§ **Task instructions**:
Reproduce the records below word for word.

[Saved entries]
⟨

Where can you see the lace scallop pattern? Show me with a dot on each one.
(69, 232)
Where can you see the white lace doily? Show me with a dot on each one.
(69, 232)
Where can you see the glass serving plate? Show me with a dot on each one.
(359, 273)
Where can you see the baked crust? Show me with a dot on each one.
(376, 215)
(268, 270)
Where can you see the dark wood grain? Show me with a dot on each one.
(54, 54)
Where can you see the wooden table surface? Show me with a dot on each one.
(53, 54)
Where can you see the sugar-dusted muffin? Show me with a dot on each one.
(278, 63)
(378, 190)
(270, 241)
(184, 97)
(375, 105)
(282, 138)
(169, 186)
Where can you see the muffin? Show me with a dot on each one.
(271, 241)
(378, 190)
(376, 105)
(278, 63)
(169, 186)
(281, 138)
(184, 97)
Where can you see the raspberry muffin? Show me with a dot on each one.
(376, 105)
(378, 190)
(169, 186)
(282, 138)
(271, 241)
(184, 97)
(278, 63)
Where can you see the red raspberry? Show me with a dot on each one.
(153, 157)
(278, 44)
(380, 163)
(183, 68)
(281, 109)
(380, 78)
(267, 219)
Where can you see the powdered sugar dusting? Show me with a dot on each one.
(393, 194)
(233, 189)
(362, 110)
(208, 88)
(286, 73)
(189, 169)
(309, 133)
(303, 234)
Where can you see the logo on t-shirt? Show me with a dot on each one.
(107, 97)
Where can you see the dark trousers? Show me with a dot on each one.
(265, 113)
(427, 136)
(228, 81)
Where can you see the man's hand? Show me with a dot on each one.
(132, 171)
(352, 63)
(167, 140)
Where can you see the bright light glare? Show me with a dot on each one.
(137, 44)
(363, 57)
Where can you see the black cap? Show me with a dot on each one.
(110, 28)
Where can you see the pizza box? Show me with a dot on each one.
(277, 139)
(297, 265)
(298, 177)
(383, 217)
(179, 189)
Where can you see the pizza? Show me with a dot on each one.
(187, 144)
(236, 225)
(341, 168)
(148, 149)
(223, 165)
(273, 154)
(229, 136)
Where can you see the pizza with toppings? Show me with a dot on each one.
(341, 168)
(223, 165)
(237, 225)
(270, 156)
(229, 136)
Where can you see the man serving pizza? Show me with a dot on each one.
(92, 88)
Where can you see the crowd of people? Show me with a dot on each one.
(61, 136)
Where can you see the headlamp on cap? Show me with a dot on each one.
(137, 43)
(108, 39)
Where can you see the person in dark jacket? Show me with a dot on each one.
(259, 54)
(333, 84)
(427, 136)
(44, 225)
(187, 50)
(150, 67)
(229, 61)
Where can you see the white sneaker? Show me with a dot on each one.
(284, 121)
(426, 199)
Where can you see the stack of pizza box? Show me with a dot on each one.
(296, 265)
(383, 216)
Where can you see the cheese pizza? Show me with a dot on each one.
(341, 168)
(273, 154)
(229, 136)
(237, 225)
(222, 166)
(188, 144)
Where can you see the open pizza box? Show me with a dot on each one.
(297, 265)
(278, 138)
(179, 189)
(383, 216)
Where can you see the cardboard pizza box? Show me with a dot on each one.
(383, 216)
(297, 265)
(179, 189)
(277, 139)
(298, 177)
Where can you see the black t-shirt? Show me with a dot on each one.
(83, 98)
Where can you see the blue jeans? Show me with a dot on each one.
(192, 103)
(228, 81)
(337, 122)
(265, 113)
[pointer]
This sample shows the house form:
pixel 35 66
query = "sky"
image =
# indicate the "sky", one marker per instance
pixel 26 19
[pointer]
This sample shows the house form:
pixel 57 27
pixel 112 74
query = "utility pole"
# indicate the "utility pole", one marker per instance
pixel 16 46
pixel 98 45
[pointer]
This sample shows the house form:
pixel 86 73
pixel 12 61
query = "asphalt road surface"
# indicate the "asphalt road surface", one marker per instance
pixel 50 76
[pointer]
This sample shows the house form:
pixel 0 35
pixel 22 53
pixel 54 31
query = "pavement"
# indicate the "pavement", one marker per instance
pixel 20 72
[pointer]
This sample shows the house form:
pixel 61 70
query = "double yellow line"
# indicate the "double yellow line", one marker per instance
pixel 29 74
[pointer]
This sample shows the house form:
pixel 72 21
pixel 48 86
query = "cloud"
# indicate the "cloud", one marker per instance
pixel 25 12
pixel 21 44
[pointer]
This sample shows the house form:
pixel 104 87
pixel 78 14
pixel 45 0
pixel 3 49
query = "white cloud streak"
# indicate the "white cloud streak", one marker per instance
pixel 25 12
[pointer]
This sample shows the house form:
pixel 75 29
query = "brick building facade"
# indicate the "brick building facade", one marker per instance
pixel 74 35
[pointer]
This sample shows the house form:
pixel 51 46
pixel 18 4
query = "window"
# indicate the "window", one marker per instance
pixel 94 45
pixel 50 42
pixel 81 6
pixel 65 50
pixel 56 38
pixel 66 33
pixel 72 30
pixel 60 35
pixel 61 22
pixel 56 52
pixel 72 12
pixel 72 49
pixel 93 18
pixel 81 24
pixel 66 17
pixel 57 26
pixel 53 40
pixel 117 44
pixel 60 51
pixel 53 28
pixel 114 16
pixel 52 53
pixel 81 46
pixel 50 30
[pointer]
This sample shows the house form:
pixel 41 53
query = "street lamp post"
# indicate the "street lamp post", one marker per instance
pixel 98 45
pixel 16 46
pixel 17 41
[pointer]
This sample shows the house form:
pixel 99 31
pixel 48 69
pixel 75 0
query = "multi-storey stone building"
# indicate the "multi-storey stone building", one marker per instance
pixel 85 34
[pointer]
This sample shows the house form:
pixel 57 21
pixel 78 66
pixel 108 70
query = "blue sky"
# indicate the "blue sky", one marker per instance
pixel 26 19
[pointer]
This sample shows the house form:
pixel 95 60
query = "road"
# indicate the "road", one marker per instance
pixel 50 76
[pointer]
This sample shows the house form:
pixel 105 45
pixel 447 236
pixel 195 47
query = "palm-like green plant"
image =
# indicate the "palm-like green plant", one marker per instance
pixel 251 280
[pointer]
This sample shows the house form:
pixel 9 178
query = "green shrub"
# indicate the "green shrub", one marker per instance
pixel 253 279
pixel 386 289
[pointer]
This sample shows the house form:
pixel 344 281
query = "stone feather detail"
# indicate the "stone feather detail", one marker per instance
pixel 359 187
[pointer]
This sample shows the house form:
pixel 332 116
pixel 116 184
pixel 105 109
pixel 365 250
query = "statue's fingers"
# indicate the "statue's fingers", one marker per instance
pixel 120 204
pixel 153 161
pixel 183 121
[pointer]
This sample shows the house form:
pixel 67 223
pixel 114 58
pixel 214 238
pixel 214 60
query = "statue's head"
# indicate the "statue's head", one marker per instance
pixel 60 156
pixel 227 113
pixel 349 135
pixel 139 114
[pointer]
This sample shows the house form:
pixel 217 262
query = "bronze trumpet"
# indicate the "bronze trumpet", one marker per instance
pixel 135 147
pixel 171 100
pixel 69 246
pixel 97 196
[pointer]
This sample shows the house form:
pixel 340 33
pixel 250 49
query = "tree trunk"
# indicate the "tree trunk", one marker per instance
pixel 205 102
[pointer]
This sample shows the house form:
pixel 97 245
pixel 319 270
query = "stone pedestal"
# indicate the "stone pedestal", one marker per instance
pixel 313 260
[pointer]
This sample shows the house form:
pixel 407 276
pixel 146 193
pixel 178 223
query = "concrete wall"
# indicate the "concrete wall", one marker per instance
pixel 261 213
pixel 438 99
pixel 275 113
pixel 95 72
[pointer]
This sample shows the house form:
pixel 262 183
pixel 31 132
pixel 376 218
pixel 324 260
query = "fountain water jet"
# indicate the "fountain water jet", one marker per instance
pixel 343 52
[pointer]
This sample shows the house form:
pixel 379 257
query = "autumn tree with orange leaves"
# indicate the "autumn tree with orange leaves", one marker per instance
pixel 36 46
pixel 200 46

⟩

§ **Your response**:
Where can you see the lace scallop pattern? Show me with a dot on each one.
(69, 232)
Where can you see the white lace doily? Show me with a dot on each one.
(69, 232)
Where can you see the glass serving plate? Show me with a dot on each one.
(359, 273)
Where can you see the baked crust? Show me with a dot on each one.
(376, 215)
(268, 270)
Where can you see the dark wood grain? Show me with a dot on each one.
(54, 54)
Where can you see the wooden table surface? Show me with a dot on each one.
(53, 54)
Where can you see the sugar-dusted muffin? Show me with a dot on each one.
(278, 63)
(378, 190)
(270, 241)
(184, 97)
(375, 105)
(282, 138)
(169, 186)
Where can you see the muffin? Show me with a dot on each one.
(271, 241)
(378, 190)
(376, 105)
(278, 63)
(169, 186)
(281, 138)
(184, 97)
Where can you see the raspberry muffin? Show me with a dot on each one.
(376, 105)
(378, 190)
(169, 186)
(282, 138)
(271, 241)
(184, 97)
(278, 63)
Where can you see the red raspberry? Show me with a dot on each one.
(153, 157)
(278, 44)
(380, 163)
(183, 68)
(281, 109)
(380, 78)
(267, 219)
Where can you see the powdered sugar dusting? Show me with a dot on each one.
(393, 194)
(233, 189)
(362, 110)
(208, 88)
(286, 73)
(189, 169)
(309, 133)
(303, 234)
Where can you see the logo on t-shirt? Show me with a dot on each one.
(107, 97)
Where can you see the dark trousers? Show me with a dot on each one.
(265, 113)
(427, 136)
(228, 81)
Where can you see the man's hand? Show me with a dot on each one.
(132, 171)
(352, 63)
(167, 140)
Where can you see the bright light glare? Show me with a dot on each one.
(137, 44)
(363, 57)
Where can you see the black cap? Show me with a dot on each one.
(110, 28)
Where can you see the pizza box? Show me with a dot on each one.
(277, 139)
(297, 265)
(298, 177)
(383, 217)
(179, 189)
Where can you see the pizza? Show me with a dot on each one.
(187, 144)
(236, 225)
(341, 168)
(148, 149)
(223, 165)
(273, 154)
(229, 136)
Where can you see the pizza with toppings? Show me with a dot on each one.
(341, 168)
(223, 165)
(237, 225)
(270, 156)
(229, 136)
Where can you see the man serving pizza? Show me with a dot on each one.
(92, 88)
Where can you see the crowd of people? Show me with a dot on each one.
(61, 136)
Where can you see the headlamp on cap? Show me with a dot on each one.
(137, 43)
(108, 39)
Where can you see the person in dark jacket? Show me with a dot on each one.
(259, 54)
(333, 84)
(427, 136)
(44, 225)
(187, 50)
(150, 67)
(229, 61)
Where can you see the white sneaker? Show me with a dot on each one.
(284, 121)
(426, 199)
Where can you see the stack of pizza box? Show me with a dot on each one.
(296, 265)
(383, 216)
Where can you see the cheese pizza? Show me with a dot on each one.
(341, 168)
(273, 154)
(229, 136)
(237, 225)
(222, 166)
(188, 144)
Where can you see the open pizza box? Show me with a dot on each one.
(297, 265)
(278, 138)
(179, 189)
(383, 216)
Where can you see the cardboard pizza box? Show me with a dot on each one.
(383, 216)
(297, 265)
(179, 189)
(277, 139)
(298, 177)
Where can you see the black t-shirt? Show me with a dot on each one.
(83, 98)
Where can you see the blue jeans? Show me with a dot on each one.
(192, 103)
(228, 81)
(337, 122)
(265, 113)
[pointer]
This sample shows the house form:
pixel 35 66
query = "sky"
image =
# indicate the "sky", one marker per instance
pixel 26 19
[pointer]
This sample shows the house form:
pixel 57 27
pixel 112 74
query = "utility pole"
# indicate the "utility pole", one marker per instance
pixel 16 46
pixel 98 45
[pointer]
This sample shows the house form:
pixel 86 73
pixel 12 61
query = "asphalt road surface"
# indicate the "asphalt road surface", one marker per instance
pixel 50 76
[pointer]
This sample shows the house form:
pixel 0 35
pixel 22 53
pixel 54 31
query = "pavement"
# indicate the "pavement", one marker per instance
pixel 20 72
[pointer]
This sample shows the house form:
pixel 61 70
query = "double yellow line"
# indicate the "double yellow line", one marker per instance
pixel 29 74
[pointer]
This sample shows the house form:
pixel 72 21
pixel 48 86
query = "cloud"
# indicate the "cloud", one marker per instance
pixel 25 12
pixel 21 44
[pointer]
This sample shows the house form:
pixel 104 87
pixel 78 14
pixel 45 0
pixel 3 49
query = "white cloud streak"
# indicate the "white cloud streak", one marker per instance
pixel 25 12
[pointer]
This sample shows the house form:
pixel 75 29
query = "brick building facade"
# indicate the "brick building facade", one marker per instance
pixel 74 35
[pointer]
This sample shows the house form:
pixel 51 46
pixel 18 4
query = "window"
# indicate the "window", one marker per instance
pixel 94 45
pixel 50 42
pixel 81 6
pixel 65 50
pixel 56 38
pixel 66 33
pixel 72 30
pixel 60 35
pixel 61 22
pixel 56 52
pixel 72 12
pixel 72 49
pixel 93 18
pixel 81 24
pixel 66 17
pixel 57 26
pixel 53 40
pixel 117 44
pixel 60 51
pixel 53 28
pixel 114 16
pixel 52 53
pixel 81 46
pixel 50 30
[pointer]
This sample shows the house form:
pixel 41 53
query = "street lamp post"
# indicate the "street lamp post", one marker per instance
pixel 98 45
pixel 16 46
pixel 17 41
[pointer]
This sample shows the house form:
pixel 99 31
pixel 48 69
pixel 75 0
query = "multi-storey stone building"
# indicate the "multi-storey stone building", one marker per instance
pixel 85 34
[pointer]
This sample shows the house form:
pixel 57 21
pixel 78 66
pixel 108 70
query = "blue sky"
# indicate the "blue sky", one marker per instance
pixel 26 19
[pointer]
This sample shows the house form:
pixel 95 60
query = "road"
# indicate the "road", one marker per instance
pixel 50 76
[pointer]
This sample shows the house form:
pixel 105 45
pixel 447 236
pixel 195 47
query = "palm-like green plant"
image =
# indicate the "palm-like green plant", one marker per instance
pixel 251 280
[pointer]
This sample shows the house form:
pixel 9 178
query = "green shrub"
# indicate the "green shrub", one marker per instance
pixel 253 279
pixel 386 289
[pointer]
This sample shows the house form:
pixel 344 281
query = "stone feather detail"
# indicate the "stone feather detail", one marker per instance
pixel 359 187
[pointer]
This sample shows the house form:
pixel 332 116
pixel 116 184
pixel 105 109
pixel 365 250
query = "statue's fingers"
# indicate the "statue's fingers", one marker per instance
pixel 120 204
pixel 153 161
pixel 183 121
[pointer]
This sample shows the house form:
pixel 67 223
pixel 114 58
pixel 214 238
pixel 214 60
query = "statue's head"
# indicate the "statue's head", one marker per instance
pixel 60 156
pixel 227 113
pixel 349 135
pixel 139 114
[pointer]
This sample shows the house form:
pixel 217 262
query = "bronze trumpet"
# indicate the "bronze trumpet", one marker per instance
pixel 135 147
pixel 171 100
pixel 69 246
pixel 97 196
[pointer]
This sample shows the house form:
pixel 340 33
pixel 250 49
query = "tree trunk"
# indicate the "tree trunk", one marker per instance
pixel 205 102
[pointer]
This sample shows the house form:
pixel 97 245
pixel 319 270
query = "stone pedestal"
# indicate the "stone pedestal", one marker per instance
pixel 313 260
[pointer]
This sample shows the house form:
pixel 407 276
pixel 146 193
pixel 178 223
query = "concrete wall"
# indicate the "concrete wall", one marker per instance
pixel 261 213
pixel 438 99
pixel 275 113
pixel 95 72
[pointer]
This sample shows the house form:
pixel 262 183
pixel 31 132
pixel 376 218
pixel 324 260
query = "fountain water jet"
# indicate the "fountain water jet", one marker per instance
pixel 343 52
[pointer]
This sample shows the house form:
pixel 379 257
query = "autumn tree with orange leaves"
# indicate the "autumn tree with orange leaves", one marker per instance
pixel 36 46
pixel 200 46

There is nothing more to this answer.